[Aufgaben]
1. Wie viele Ziele wurden nach Angaben der Regierung laut dem Lesetext beschossen?
2. Schreiben Sie aus dem Lesetext den Abschnitt von „Davutoglu: Ein Angriff“ bis einschließlich „Menschenrechte würden angegriffen.“ wortgetreu ab.

[Lesetext]
★ ★ ★

Nach Angaben von Vertretern der Kurden soll es sich zu einem großen Teil um Mitglieder kurdischer und linker Gruppen handeln. Unklar bleibt, wie viele Verdächtige sich noch in Haft befinden. Auf Antrag der prokurdischen Partei HDP soll das Parlament in einer Sondersitzung über die Luftangriffe der Armee auf Stellungen der PKK und des IS debattieren.

Nach der faktischen Aufkündigung des Friedensprozesses mit den Kurden hat die Türkei ihre Luftangriffe auf die PKK ausgeweitet. In der Nacht zum Mittwoch flogen F-16-Kampfflugzeuge nach Angaben eines Regierungsvertreters die schwersten Angriffe gegen mutmaßliche Stellungen der verbotenen Kurdischen Arbeiterpartei im Nordirak seit Beginn der Offensive vor knapp einer Woche. Es seien sechs Ziele im Irak und in der Türkei beschossen worden, darunter Depots, Höhlen und Schutzräume, teilte die Regierung mit.

Davutoglu: Ein Angriff auf Demokratie und Menschenrechte

Auch das türkische Sicherheitskabinett soll am Mittwochabend zusammenkommen. Ministerpräsident Ahmet Davutoglu sagte der amtlichen Nachrichtenagentur Anadolu zufolge, das Land, die Demokratie und die Menschenrechte würden angegriffen.

★ ★ ★

[Gespeicherte Daten]

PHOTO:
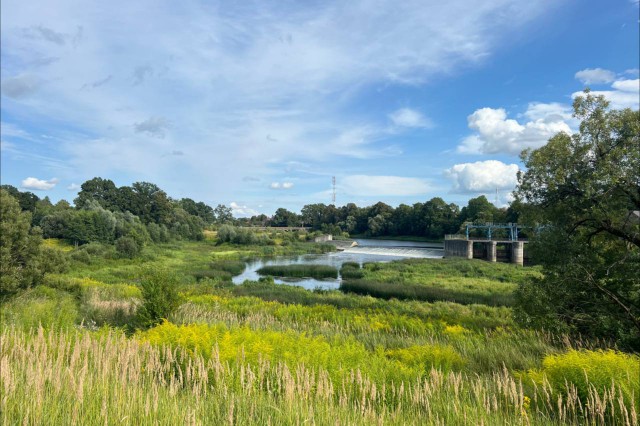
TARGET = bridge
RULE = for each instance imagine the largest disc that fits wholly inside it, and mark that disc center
(491, 247)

★ ★ ★

[Die Antworten]
1. Sechs Ziele im Irak und in der Türkei.

2.
Davutoglu: Ein Angriff auf Demokratie und Menschenrechte

Auch das türkische Sicherheitskabinett soll am Mittwochabend zusammenkommen. Ministerpräsident Ahmet Davutoglu sagte der amtlichen Nachrichtenagentur Anadolu zufolge, das Land, die Demokratie und die Menschenrechte würden angegriffen.